§ WORK TO BE COMPLETED
Return each line of the data below that contains the string "painted".

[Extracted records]
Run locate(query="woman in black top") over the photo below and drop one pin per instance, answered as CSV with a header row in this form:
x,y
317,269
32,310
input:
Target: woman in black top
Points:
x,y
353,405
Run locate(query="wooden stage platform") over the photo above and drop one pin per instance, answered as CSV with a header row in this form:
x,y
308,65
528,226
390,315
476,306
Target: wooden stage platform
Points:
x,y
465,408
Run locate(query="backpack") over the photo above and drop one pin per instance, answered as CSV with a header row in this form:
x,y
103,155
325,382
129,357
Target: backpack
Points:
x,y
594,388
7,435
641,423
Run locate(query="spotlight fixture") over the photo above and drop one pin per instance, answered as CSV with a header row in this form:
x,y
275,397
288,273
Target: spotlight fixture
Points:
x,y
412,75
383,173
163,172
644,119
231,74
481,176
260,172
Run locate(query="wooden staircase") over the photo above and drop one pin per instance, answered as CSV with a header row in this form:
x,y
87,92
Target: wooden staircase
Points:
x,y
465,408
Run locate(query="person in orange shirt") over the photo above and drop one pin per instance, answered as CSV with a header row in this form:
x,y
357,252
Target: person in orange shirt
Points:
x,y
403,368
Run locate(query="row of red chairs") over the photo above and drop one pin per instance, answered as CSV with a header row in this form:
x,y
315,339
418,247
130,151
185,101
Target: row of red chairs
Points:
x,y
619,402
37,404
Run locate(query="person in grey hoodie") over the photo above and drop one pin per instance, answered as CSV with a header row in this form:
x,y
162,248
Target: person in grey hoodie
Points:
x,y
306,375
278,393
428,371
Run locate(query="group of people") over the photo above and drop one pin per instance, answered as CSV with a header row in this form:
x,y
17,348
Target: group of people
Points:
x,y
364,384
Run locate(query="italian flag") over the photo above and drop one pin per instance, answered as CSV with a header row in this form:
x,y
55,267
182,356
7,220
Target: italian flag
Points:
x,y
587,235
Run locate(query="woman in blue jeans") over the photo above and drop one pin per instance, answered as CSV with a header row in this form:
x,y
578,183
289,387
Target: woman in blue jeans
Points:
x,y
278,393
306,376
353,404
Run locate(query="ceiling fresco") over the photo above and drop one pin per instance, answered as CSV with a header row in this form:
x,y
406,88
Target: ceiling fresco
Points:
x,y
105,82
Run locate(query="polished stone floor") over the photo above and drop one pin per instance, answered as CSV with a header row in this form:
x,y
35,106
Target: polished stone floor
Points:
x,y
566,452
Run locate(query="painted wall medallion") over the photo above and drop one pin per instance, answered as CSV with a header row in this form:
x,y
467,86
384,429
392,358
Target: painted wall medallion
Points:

§ SOLUTION FOR THIS TASK
Run locate(query="painted wall medallion") over the photo above and drop one pin per instance, answered as CSV with a header row in this form:
Target: painted wall medallion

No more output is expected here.